Top of Records shown
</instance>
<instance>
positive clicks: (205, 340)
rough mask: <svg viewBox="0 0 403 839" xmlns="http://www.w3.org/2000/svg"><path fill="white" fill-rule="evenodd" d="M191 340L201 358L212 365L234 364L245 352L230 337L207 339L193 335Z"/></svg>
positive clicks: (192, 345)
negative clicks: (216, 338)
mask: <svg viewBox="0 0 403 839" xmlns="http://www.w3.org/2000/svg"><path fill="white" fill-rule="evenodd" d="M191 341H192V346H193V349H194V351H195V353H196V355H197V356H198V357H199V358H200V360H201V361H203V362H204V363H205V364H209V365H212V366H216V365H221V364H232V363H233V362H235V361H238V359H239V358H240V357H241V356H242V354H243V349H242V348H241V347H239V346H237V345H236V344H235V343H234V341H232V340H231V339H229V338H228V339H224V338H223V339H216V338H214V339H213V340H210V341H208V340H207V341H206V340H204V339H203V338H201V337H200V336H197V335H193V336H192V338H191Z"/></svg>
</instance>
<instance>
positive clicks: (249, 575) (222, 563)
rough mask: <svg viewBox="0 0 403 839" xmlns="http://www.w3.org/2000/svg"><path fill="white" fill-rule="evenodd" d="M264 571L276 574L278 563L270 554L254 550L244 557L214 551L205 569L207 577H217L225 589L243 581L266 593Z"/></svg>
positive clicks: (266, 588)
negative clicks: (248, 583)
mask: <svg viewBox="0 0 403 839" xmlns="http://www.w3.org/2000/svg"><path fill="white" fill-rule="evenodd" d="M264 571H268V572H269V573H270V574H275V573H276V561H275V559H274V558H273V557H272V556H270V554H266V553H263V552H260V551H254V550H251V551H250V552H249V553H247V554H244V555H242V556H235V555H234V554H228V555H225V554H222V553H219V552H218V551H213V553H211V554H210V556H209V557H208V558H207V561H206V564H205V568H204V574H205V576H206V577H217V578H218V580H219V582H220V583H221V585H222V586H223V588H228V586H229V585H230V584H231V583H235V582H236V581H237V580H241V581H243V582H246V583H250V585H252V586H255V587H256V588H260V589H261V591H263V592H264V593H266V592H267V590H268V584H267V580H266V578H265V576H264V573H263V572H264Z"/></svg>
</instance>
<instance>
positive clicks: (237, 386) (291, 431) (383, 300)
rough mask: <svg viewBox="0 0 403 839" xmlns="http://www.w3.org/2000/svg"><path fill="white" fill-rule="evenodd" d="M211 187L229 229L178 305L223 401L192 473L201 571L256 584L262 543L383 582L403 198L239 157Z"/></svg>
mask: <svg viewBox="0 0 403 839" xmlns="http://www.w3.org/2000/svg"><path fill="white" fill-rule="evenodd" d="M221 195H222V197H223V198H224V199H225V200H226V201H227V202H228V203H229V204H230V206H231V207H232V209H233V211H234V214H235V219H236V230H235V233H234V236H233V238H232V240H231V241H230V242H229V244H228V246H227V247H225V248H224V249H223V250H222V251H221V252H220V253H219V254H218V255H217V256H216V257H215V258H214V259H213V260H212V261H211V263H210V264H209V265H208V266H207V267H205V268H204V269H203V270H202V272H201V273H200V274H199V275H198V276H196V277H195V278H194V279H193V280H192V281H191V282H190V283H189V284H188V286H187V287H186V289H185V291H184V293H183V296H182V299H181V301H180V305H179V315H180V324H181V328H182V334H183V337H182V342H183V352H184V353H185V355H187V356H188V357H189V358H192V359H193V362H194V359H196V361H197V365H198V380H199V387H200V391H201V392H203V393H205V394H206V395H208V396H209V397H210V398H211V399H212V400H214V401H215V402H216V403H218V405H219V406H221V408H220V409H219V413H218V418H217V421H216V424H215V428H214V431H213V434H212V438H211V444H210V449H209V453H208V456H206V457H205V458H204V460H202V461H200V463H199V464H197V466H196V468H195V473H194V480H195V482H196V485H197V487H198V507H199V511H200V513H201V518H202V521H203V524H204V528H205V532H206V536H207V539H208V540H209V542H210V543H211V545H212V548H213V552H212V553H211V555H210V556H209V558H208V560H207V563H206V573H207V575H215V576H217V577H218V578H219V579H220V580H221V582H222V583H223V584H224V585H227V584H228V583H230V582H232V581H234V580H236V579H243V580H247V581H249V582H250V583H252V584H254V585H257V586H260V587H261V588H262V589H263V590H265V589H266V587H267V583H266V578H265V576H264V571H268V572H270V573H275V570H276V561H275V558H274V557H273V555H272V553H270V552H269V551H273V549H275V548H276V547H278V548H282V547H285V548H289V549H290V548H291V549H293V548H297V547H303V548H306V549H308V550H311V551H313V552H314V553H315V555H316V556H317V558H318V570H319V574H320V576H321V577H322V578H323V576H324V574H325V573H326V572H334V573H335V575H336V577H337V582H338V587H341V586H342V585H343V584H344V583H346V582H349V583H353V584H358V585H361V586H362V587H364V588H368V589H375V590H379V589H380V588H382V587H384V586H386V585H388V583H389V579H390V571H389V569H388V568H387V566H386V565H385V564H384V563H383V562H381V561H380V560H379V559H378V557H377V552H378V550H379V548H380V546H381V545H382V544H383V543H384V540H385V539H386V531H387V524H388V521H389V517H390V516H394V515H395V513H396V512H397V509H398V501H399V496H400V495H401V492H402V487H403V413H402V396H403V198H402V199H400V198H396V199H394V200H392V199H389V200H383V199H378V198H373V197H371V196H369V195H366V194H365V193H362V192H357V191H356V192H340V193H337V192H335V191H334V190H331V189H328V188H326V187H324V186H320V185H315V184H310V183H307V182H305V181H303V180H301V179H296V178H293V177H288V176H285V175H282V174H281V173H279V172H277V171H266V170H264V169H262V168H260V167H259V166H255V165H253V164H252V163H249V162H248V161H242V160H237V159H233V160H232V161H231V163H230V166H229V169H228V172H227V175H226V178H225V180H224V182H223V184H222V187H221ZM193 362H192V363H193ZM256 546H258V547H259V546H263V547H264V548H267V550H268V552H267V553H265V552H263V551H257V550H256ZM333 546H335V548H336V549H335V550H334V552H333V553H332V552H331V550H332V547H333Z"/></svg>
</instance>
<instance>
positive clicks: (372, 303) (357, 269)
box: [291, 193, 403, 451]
Bottom of Records shown
Top of Records shown
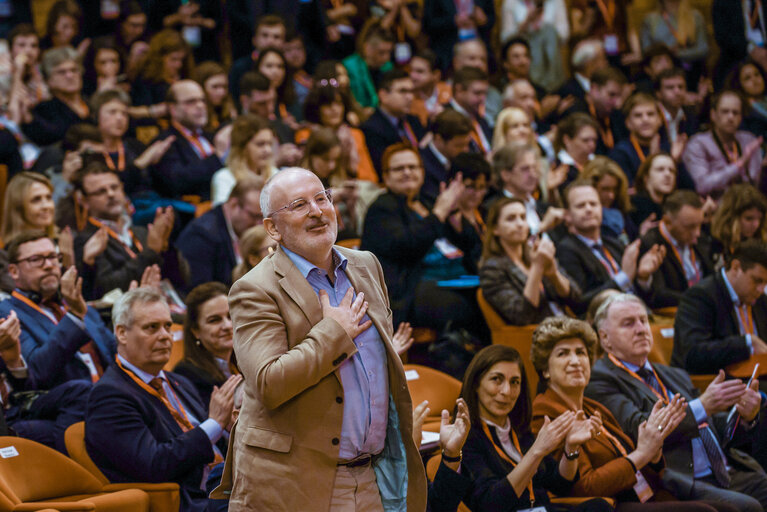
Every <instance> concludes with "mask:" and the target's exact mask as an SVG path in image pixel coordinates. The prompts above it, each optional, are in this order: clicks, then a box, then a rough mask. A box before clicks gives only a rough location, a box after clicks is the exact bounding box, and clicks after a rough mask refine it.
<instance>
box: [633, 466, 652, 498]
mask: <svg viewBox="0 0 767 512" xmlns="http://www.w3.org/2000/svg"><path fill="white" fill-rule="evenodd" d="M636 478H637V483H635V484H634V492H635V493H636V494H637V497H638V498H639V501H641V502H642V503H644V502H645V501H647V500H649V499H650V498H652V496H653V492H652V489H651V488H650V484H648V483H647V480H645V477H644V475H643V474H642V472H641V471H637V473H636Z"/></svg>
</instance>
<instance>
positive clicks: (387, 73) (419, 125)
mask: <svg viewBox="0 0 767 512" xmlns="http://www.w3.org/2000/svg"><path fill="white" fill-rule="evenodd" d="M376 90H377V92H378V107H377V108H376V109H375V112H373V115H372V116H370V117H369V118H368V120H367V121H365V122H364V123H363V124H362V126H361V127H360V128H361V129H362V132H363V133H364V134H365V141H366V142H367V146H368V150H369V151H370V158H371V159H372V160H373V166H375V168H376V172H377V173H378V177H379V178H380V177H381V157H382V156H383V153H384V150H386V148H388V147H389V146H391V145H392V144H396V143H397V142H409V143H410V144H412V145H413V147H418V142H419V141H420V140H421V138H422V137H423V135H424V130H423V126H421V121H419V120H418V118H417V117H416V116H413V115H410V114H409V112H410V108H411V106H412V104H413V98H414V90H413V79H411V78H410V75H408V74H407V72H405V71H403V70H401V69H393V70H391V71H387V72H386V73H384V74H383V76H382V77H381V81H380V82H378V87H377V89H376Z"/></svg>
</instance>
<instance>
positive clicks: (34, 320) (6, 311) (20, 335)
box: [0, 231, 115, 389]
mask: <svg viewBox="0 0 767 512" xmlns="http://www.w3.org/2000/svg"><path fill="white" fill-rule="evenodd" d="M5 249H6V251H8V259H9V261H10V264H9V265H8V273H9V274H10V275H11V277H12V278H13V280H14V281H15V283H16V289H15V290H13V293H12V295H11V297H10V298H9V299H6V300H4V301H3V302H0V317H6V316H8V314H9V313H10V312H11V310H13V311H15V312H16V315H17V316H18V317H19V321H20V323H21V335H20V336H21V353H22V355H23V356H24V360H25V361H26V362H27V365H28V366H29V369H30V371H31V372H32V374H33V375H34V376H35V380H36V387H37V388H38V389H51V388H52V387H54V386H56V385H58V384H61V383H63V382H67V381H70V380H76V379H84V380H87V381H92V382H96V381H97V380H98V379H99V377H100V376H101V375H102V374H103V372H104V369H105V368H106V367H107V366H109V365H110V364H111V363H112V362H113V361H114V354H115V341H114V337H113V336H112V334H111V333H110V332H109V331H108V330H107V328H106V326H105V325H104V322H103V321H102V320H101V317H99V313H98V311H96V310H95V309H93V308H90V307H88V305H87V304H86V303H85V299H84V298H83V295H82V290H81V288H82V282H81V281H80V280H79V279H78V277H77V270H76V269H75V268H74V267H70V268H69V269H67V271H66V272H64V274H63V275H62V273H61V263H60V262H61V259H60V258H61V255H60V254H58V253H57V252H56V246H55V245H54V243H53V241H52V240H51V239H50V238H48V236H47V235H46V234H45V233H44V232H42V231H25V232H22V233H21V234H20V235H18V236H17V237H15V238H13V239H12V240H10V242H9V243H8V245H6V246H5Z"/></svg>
Bottom of Records shown
◆ **Task requirements**
Using the data above, reproduce exactly the lines from the line that contains "340L201 358L212 365L234" through the line that contains "positive clicks: (266, 588)", including both.

◆ **Answer for this exercise**
rough mask: <svg viewBox="0 0 403 839" xmlns="http://www.w3.org/2000/svg"><path fill="white" fill-rule="evenodd" d="M191 340L201 358L212 365L234 364L245 352L230 337L207 339L193 335Z"/></svg>
positive clicks: (192, 345)
negative clicks: (216, 338)
mask: <svg viewBox="0 0 403 839" xmlns="http://www.w3.org/2000/svg"><path fill="white" fill-rule="evenodd" d="M191 341H192V346H193V349H194V351H195V353H196V355H197V356H198V357H199V358H200V360H201V361H203V362H204V363H205V364H209V365H212V366H216V365H221V364H232V363H233V362H235V361H238V359H239V358H240V357H241V356H242V354H243V349H242V348H241V347H239V346H237V345H236V344H235V343H234V341H232V340H231V339H229V338H228V339H224V338H223V339H216V338H214V339H213V340H210V341H208V340H207V341H206V340H204V339H203V338H201V337H200V336H197V335H193V336H192V338H191Z"/></svg>
</instance>
<instance>
positive clicks: (249, 575) (222, 563)
rough mask: <svg viewBox="0 0 403 839" xmlns="http://www.w3.org/2000/svg"><path fill="white" fill-rule="evenodd" d="M264 571L276 574L278 563L270 554L254 550L244 557L214 551L205 569L207 577H217L225 589L243 581L266 593Z"/></svg>
positive clicks: (266, 588)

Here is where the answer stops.